Exercise material

-*-

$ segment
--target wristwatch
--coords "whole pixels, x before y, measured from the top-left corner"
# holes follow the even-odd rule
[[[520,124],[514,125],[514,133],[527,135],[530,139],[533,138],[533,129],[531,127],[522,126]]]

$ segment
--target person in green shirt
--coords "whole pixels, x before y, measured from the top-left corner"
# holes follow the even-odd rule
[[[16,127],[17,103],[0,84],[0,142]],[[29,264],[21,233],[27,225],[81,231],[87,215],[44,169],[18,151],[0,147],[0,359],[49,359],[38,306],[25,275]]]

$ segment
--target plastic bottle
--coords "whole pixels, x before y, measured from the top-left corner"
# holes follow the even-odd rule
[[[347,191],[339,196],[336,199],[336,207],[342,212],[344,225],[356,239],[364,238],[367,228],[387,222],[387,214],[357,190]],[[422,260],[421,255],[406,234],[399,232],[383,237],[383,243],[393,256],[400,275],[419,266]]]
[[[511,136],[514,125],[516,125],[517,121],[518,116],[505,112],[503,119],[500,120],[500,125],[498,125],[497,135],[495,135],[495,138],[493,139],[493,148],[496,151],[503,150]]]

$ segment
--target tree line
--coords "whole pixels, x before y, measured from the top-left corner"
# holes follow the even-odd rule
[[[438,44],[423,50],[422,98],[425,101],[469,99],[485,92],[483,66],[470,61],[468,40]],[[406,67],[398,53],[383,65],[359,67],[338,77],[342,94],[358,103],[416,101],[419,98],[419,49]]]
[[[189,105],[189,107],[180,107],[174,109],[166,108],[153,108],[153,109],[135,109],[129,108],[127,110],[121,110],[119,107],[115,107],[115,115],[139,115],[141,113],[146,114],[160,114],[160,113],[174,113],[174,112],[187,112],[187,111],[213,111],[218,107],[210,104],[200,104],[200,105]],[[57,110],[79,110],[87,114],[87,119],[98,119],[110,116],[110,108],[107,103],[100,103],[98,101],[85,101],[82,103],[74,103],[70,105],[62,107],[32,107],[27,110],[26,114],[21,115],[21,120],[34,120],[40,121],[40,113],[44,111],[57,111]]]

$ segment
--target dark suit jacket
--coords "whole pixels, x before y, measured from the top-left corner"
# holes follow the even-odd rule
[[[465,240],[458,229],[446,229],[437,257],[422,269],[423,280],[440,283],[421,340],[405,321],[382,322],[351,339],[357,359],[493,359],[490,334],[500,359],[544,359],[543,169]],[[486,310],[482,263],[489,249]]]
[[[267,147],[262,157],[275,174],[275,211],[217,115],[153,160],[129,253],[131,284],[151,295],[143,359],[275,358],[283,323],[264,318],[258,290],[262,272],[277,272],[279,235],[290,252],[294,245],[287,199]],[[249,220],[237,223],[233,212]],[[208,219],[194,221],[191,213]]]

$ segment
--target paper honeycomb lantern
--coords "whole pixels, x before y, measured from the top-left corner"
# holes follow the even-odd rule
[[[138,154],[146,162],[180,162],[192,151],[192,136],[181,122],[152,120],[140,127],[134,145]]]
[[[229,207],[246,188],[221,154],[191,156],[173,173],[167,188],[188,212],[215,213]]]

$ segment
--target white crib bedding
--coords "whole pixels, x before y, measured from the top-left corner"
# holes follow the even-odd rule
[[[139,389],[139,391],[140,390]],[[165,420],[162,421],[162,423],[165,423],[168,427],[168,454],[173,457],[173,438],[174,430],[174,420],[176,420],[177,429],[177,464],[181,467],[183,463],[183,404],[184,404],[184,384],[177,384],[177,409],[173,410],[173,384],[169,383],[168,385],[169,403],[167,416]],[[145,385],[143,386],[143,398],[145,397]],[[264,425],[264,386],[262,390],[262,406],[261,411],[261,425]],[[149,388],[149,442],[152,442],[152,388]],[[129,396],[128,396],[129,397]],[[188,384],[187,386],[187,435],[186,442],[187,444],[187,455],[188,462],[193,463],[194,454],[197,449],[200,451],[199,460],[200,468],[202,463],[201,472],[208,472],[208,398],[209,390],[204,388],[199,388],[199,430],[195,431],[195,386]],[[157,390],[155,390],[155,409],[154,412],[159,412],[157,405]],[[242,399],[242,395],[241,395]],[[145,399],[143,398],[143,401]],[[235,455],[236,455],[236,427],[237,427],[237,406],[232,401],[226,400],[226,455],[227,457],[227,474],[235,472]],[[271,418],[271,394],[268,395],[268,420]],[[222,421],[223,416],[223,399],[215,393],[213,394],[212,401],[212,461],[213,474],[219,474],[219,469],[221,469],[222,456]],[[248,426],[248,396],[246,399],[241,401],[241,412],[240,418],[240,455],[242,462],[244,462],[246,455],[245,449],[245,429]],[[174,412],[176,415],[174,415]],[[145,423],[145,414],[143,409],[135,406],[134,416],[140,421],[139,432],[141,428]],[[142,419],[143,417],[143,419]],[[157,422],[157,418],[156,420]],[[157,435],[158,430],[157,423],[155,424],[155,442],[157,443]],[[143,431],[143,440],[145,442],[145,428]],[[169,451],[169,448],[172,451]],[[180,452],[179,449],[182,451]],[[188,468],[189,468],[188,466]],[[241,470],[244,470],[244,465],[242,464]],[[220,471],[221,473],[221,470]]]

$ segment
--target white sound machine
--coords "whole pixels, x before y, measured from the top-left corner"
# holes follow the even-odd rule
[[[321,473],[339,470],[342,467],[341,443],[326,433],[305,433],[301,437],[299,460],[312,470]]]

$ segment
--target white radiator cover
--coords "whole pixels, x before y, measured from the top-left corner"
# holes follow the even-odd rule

-*-

Work to do
Restate all of the entries exactly, please.

Task answer
$ segment
--target wristwatch
--coords "whole pixels, x before y, measured from the top-left corner"
# holes follow the even-odd rule
[[[520,124],[514,125],[514,133],[527,135],[530,139],[533,138],[533,129],[531,127],[522,126]]]

$ segment
--target person in green shirt
--coords "whole pixels, x before y, measured from the top-left corner"
# holes follow the even-odd rule
[[[16,127],[17,103],[0,84],[0,142]],[[29,264],[21,233],[27,225],[81,231],[87,215],[44,169],[18,151],[0,147],[0,359],[49,359],[38,306],[25,275]]]

$ segment
--target plastic bottle
--coords "whole pixels, x before y, measured from the top-left corner"
# holes follow the even-odd rule
[[[347,191],[339,196],[336,199],[336,207],[342,212],[344,225],[356,239],[364,238],[367,228],[387,222],[387,214],[357,190]],[[422,260],[421,255],[406,234],[399,232],[383,237],[383,243],[393,256],[400,275],[419,266]]]
[[[511,136],[514,125],[516,125],[517,121],[518,116],[505,112],[503,119],[500,120],[500,125],[498,125],[497,135],[495,135],[495,138],[493,139],[493,148],[496,151],[503,150]]]

$ segment
--target tree line
--coords "whole pixels, x before y, measured from the top-left corner"
# holes follow the even-odd rule
[[[438,44],[423,50],[422,98],[425,101],[469,99],[485,92],[483,66],[470,61],[468,40]],[[406,67],[398,53],[383,65],[359,67],[338,77],[342,94],[358,103],[416,101],[419,98],[419,49]]]
[[[189,105],[189,107],[180,107],[174,109],[166,108],[153,108],[153,109],[135,109],[129,108],[127,110],[121,110],[119,107],[115,107],[115,115],[139,115],[141,113],[146,114],[160,114],[160,113],[174,113],[174,112],[187,112],[187,111],[213,111],[218,107],[210,104],[200,104],[200,105]],[[57,110],[79,110],[87,114],[87,119],[98,119],[110,116],[110,108],[107,103],[100,103],[98,101],[85,101],[82,103],[74,103],[70,105],[62,107],[32,107],[27,110],[26,114],[21,115],[21,120],[34,120],[40,121],[40,113],[44,111],[57,111]]]

$ segment
--target dark suit jacket
--coords "whole pixels, x before y, measured from the top-left corner"
# holes follow the even-odd rule
[[[465,240],[458,229],[446,229],[437,257],[422,269],[423,280],[440,283],[421,340],[405,321],[382,322],[351,339],[357,359],[493,359],[490,334],[500,359],[544,359],[543,169]],[[486,310],[482,263],[489,249]]]
[[[267,147],[262,157],[275,174],[275,211],[217,115],[153,160],[129,253],[131,284],[151,295],[143,359],[275,358],[283,323],[264,318],[258,290],[262,272],[277,272],[279,235],[290,252],[294,245],[287,199]],[[249,220],[237,223],[233,212]],[[208,219],[194,221],[191,213]]]

$ segment
--target paper honeycomb lantern
--coords "whole pixels, x before y, measured from the top-left corner"
# holes follow the even-odd rule
[[[138,154],[146,162],[180,162],[192,151],[192,136],[181,122],[152,120],[140,127],[134,145]]]
[[[229,207],[246,188],[221,154],[191,156],[173,173],[167,188],[188,212],[215,213]]]

$ segment
--target white crib bedding
--coords "whole pixels, x before y, measured from the top-left corner"
# holes follow the even-odd rule
[[[139,389],[139,391],[140,390]],[[165,420],[162,421],[162,423],[165,423],[168,427],[168,454],[173,457],[173,438],[174,430],[174,420],[176,420],[177,429],[177,464],[181,467],[183,463],[183,404],[184,404],[184,384],[177,384],[177,409],[173,410],[173,384],[169,383],[168,385],[169,403],[167,416]],[[145,385],[143,386],[143,398],[145,397]],[[264,425],[264,386],[262,390],[262,406],[261,411],[261,425]],[[149,388],[149,442],[152,442],[152,388]],[[129,396],[128,396],[129,397]],[[188,384],[187,386],[187,435],[186,442],[187,444],[187,455],[188,462],[193,463],[194,454],[197,449],[200,451],[199,460],[200,468],[202,463],[201,472],[208,472],[208,398],[209,390],[204,388],[199,388],[199,430],[195,431],[195,386]],[[157,390],[155,390],[155,409],[154,412],[159,412],[157,405]],[[242,399],[242,395],[241,395]],[[145,399],[143,398],[143,401]],[[235,455],[236,455],[236,427],[237,427],[237,406],[232,401],[226,400],[226,455],[227,457],[227,474],[235,472]],[[271,418],[271,394],[268,395],[268,420]],[[222,421],[223,416],[223,399],[215,393],[213,394],[212,401],[212,461],[213,474],[219,474],[219,469],[221,469],[222,456]],[[248,426],[248,396],[246,399],[241,401],[241,412],[240,418],[240,455],[242,462],[244,462],[246,455],[245,449],[245,429]],[[174,412],[176,415],[174,415]],[[145,423],[145,414],[143,409],[135,406],[134,416],[140,421],[139,432],[141,428]],[[142,419],[143,417],[143,419]],[[157,422],[157,418],[156,420]],[[157,435],[158,430],[157,423],[155,424],[155,442],[157,443]],[[143,431],[143,440],[145,442],[145,428]],[[169,451],[169,448],[172,451]],[[180,452],[179,449],[182,451]],[[188,468],[189,468],[188,466]],[[241,470],[244,470],[244,465],[242,464]],[[220,471],[221,473],[221,470]]]

$ segment
--target white sound machine
--coords "whole pixels, x before y, measured from the top-left corner"
# holes follow the even-odd rule
[[[321,473],[339,470],[342,467],[341,443],[326,433],[305,433],[301,437],[299,460],[312,470]]]

$ segment
--target white radiator cover
--coords "whole pixels, x before y, measured from the top-left corner"
# holes follow the even-odd rule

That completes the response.